# Information given
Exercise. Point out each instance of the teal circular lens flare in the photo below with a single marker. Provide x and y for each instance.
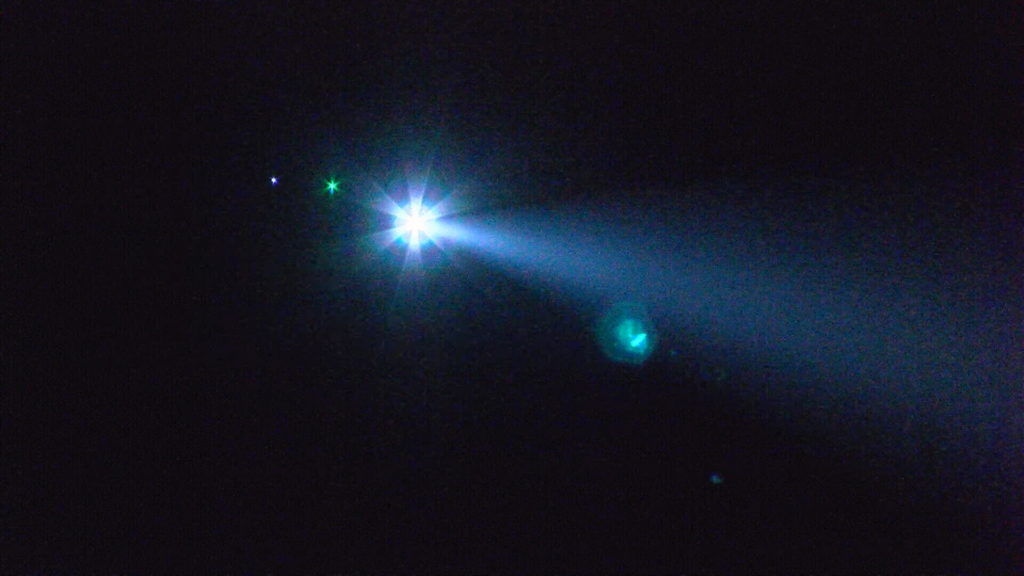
(626, 333)
(415, 224)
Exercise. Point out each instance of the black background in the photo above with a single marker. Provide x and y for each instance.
(289, 406)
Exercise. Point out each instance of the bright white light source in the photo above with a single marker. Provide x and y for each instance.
(414, 224)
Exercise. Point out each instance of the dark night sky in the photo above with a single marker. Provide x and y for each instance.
(291, 407)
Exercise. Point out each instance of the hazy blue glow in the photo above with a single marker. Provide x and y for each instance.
(884, 326)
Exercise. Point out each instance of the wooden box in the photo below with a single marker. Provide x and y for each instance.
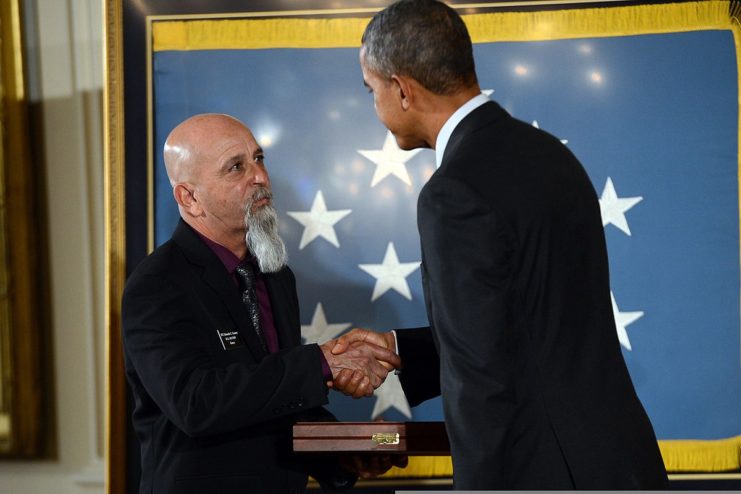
(408, 438)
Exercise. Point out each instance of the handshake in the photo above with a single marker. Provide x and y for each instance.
(360, 361)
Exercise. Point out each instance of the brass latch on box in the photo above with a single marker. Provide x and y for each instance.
(385, 438)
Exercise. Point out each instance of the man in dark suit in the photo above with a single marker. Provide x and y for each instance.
(215, 364)
(535, 391)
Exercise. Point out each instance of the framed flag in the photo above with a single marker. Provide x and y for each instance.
(645, 95)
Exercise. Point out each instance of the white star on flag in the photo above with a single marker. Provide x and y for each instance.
(390, 274)
(318, 222)
(319, 331)
(613, 208)
(390, 394)
(563, 141)
(390, 160)
(623, 319)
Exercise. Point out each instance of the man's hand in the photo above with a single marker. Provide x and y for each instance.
(362, 365)
(355, 384)
(384, 340)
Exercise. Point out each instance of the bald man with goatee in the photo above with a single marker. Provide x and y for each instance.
(212, 337)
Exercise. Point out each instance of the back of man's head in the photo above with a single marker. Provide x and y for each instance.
(422, 39)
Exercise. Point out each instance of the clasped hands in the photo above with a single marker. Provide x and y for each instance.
(360, 361)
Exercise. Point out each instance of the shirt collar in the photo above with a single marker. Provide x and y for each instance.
(447, 130)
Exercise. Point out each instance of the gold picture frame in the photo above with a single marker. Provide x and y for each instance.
(26, 423)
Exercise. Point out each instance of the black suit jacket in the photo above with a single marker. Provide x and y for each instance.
(210, 419)
(535, 390)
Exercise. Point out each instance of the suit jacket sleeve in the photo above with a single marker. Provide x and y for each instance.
(202, 389)
(469, 308)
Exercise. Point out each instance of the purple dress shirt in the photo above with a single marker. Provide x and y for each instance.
(267, 323)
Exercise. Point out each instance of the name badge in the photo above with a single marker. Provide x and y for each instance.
(230, 339)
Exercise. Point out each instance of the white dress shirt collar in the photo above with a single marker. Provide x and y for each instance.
(444, 136)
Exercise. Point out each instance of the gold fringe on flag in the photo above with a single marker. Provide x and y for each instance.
(245, 33)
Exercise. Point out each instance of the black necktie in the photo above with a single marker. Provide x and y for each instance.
(247, 283)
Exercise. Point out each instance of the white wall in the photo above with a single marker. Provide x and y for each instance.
(64, 55)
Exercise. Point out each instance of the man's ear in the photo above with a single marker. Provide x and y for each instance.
(186, 199)
(405, 88)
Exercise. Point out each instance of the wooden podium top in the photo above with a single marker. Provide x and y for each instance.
(408, 438)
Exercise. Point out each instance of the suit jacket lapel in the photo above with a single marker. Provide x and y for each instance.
(480, 117)
(218, 284)
(284, 314)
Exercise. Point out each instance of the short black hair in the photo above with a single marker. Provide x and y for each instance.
(423, 39)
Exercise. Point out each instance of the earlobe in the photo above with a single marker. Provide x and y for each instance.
(404, 90)
(184, 197)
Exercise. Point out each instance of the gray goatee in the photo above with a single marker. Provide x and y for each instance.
(263, 239)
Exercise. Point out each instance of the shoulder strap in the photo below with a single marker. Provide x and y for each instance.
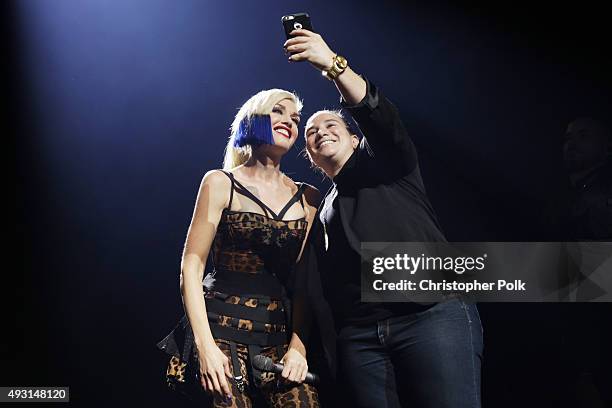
(297, 196)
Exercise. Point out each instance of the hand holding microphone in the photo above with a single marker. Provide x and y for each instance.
(296, 373)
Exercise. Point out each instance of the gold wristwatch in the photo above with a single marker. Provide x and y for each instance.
(339, 64)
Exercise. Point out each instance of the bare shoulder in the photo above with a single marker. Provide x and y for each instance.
(217, 185)
(216, 179)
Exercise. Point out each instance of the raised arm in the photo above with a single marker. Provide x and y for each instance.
(377, 117)
(213, 197)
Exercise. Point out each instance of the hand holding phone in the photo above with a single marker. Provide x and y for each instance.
(296, 21)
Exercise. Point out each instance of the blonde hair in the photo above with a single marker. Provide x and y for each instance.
(261, 103)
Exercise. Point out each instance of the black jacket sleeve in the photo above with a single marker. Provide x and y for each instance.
(384, 133)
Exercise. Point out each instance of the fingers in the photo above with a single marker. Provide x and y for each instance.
(207, 384)
(296, 49)
(296, 40)
(224, 386)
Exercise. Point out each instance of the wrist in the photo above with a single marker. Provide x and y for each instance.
(338, 65)
(204, 342)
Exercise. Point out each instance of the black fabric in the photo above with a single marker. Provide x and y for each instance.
(257, 284)
(252, 257)
(378, 196)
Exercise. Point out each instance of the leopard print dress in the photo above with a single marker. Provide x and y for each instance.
(252, 257)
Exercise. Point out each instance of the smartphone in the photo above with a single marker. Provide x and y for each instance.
(295, 22)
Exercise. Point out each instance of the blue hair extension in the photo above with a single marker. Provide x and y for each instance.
(255, 131)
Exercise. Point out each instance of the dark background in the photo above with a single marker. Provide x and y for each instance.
(118, 108)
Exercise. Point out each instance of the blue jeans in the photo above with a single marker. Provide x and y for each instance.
(426, 359)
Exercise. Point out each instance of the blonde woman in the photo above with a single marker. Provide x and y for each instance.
(252, 220)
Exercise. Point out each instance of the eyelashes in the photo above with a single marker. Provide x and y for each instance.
(279, 111)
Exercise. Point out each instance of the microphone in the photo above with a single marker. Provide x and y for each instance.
(263, 363)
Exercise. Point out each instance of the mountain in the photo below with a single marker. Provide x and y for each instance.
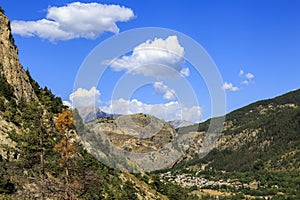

# Objective
Pull out every line of the records that contains the word "wooden".

# Answer to this problem
Exercise. Point out each instance of the wooden box in the photo below with a single marker. Provide x and y for each instance.
Exercise. Point out each instance of the wooden podium top in the photo above with a single marker. Provide x and y for each instance.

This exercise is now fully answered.